### WORK TO DO
Report every line of the records below that contains the word "wooden", copying each such line in full.

### DATASET RECORDS
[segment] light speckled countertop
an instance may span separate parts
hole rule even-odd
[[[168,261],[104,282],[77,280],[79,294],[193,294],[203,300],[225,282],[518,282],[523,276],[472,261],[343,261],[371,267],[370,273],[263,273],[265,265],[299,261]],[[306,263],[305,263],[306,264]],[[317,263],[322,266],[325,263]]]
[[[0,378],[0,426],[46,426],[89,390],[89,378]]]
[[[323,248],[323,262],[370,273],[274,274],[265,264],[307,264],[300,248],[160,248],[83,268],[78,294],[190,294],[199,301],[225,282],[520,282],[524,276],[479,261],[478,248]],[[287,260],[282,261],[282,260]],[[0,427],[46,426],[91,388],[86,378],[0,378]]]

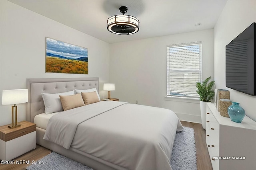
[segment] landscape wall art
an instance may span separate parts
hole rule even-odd
[[[88,49],[46,37],[46,72],[88,74]]]

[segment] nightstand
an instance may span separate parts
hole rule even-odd
[[[111,99],[110,99],[109,100],[111,100],[112,101],[119,101],[119,99],[116,99],[115,98],[111,98]]]
[[[18,122],[13,129],[0,127],[0,159],[11,160],[36,148],[36,124],[26,121]]]
[[[102,101],[106,101],[106,100],[102,100]],[[110,100],[106,100],[106,101],[117,101],[117,102],[118,102],[119,101],[119,99],[116,99],[115,98],[111,98]]]

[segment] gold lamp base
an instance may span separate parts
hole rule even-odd
[[[15,107],[15,124],[14,123],[14,116],[13,116],[13,109]],[[8,127],[11,129],[15,128],[16,127],[19,127],[20,125],[17,124],[17,106],[14,104],[14,106],[12,106],[12,125],[8,126]]]

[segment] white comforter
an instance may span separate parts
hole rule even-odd
[[[170,110],[105,101],[52,116],[44,139],[127,169],[170,170],[176,131],[182,130]]]

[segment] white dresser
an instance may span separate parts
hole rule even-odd
[[[256,122],[246,115],[241,123],[234,122],[221,116],[214,104],[207,104],[206,112],[206,143],[213,170],[256,170]]]

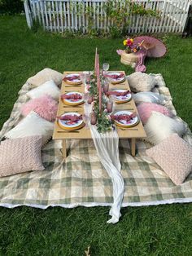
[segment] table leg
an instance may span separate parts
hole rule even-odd
[[[135,138],[132,138],[131,139],[131,155],[133,157],[135,157],[135,142],[136,142]]]
[[[65,159],[67,157],[67,148],[66,148],[66,140],[63,139],[62,140],[62,147],[63,147],[63,157]]]

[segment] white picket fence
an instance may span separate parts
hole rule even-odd
[[[89,18],[84,7],[93,8],[94,24],[96,29],[107,32],[113,25],[107,18],[103,5],[106,0],[25,0],[24,10],[28,26],[38,20],[44,29],[51,32],[65,30],[86,33]],[[118,0],[114,0],[114,4]],[[160,17],[130,16],[127,28],[129,33],[182,33],[185,28],[191,0],[133,0],[145,8],[159,11]],[[81,4],[81,15],[78,7]]]

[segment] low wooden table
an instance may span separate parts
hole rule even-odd
[[[121,71],[122,72],[122,71]],[[82,72],[64,72],[64,76],[66,76],[68,73],[81,73]],[[70,92],[70,91],[79,91],[84,93],[85,86],[83,84],[81,84],[79,86],[72,86],[68,85],[65,82],[63,81],[62,87],[61,87],[61,95]],[[109,90],[114,90],[114,89],[124,89],[124,90],[129,90],[129,86],[128,84],[127,80],[124,82],[119,83],[119,84],[110,84]],[[83,114],[84,113],[84,104],[78,105],[78,106],[68,106],[65,105],[61,99],[59,99],[59,107],[58,107],[58,112],[57,116],[60,116],[65,113],[68,112],[77,112],[79,113]],[[130,110],[131,112],[137,112],[137,108],[135,106],[134,100],[132,99],[130,101],[124,103],[124,104],[116,104],[116,111],[119,110]],[[116,126],[117,133],[120,139],[130,139],[131,140],[131,154],[132,156],[135,156],[135,142],[136,139],[138,138],[145,138],[146,137],[146,132],[143,129],[142,124],[140,121],[137,126],[130,128],[120,128]],[[80,130],[78,130],[79,132],[72,132],[70,130],[64,130],[62,128],[60,128],[55,121],[55,129],[54,129],[54,134],[53,134],[53,139],[62,139],[63,140],[63,158],[67,157],[67,151],[66,151],[66,139],[92,139],[91,133],[89,129],[85,128],[85,126]]]

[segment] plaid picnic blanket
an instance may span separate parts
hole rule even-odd
[[[166,96],[166,106],[176,114],[169,90],[163,86],[155,91]],[[20,108],[28,99],[26,83],[19,92],[12,113],[5,122],[0,139],[20,120]],[[177,117],[180,119],[179,117]],[[180,119],[181,120],[181,119]],[[192,145],[188,129],[184,138]],[[130,155],[128,139],[120,141],[120,161],[125,190],[122,206],[150,205],[192,201],[192,174],[181,186],[176,186],[159,166],[146,154],[151,145],[137,140],[137,153]],[[77,205],[111,205],[112,183],[97,157],[92,140],[68,141],[66,161],[63,160],[61,141],[50,140],[42,148],[43,171],[32,171],[0,179],[0,205],[75,207]]]

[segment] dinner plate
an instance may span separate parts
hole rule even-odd
[[[74,94],[77,94],[77,95],[81,95],[82,98],[81,99],[62,99],[62,100],[63,101],[63,103],[66,105],[76,106],[76,105],[80,105],[80,104],[84,103],[83,95],[82,95],[82,94],[81,92],[78,92],[78,91],[70,91],[70,92],[66,93],[65,95],[74,95]]]
[[[133,114],[133,112],[122,110],[122,111],[116,112],[114,115],[124,115],[124,114],[129,116],[130,114]],[[115,120],[115,123],[117,125],[117,126],[120,126],[120,127],[132,127],[132,126],[137,126],[138,122],[139,122],[139,118],[137,115],[135,117],[132,118],[130,121],[129,121],[129,122],[127,122],[125,120],[120,120],[120,121]]]
[[[72,77],[76,77],[76,78],[74,78],[72,81],[68,80],[68,78]],[[81,80],[80,74],[79,73],[70,73],[64,77],[65,82],[69,85],[81,85],[82,83],[82,81]]]
[[[64,117],[64,116],[67,116],[67,115],[76,115],[76,116],[81,116],[80,113],[76,113],[76,112],[68,112],[68,113],[66,113],[63,115],[61,115],[61,117]],[[78,120],[76,121],[68,121],[68,120],[60,120],[60,119],[58,119],[58,125],[62,128],[62,129],[64,129],[64,130],[77,130],[77,129],[80,129],[81,127],[84,126],[84,121],[83,120]]]
[[[124,92],[126,91],[127,90],[115,90],[115,91],[118,91],[118,92]],[[116,96],[116,103],[124,103],[124,102],[128,102],[129,100],[131,100],[132,95],[131,93],[129,92],[126,95],[124,96]]]
[[[110,72],[107,73],[107,77],[109,78],[109,80],[111,81],[111,82],[112,84],[116,84],[116,83],[120,83],[124,81],[125,79],[125,76],[124,76],[123,77],[119,77],[119,78],[111,78],[110,77],[110,76],[120,76],[121,74],[121,73],[120,72]]]

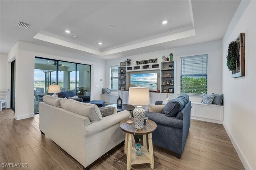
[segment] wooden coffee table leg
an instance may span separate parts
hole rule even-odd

### RESPONSE TO THE TASK
[segment] low wooden table
[segment] wooden coffee table leg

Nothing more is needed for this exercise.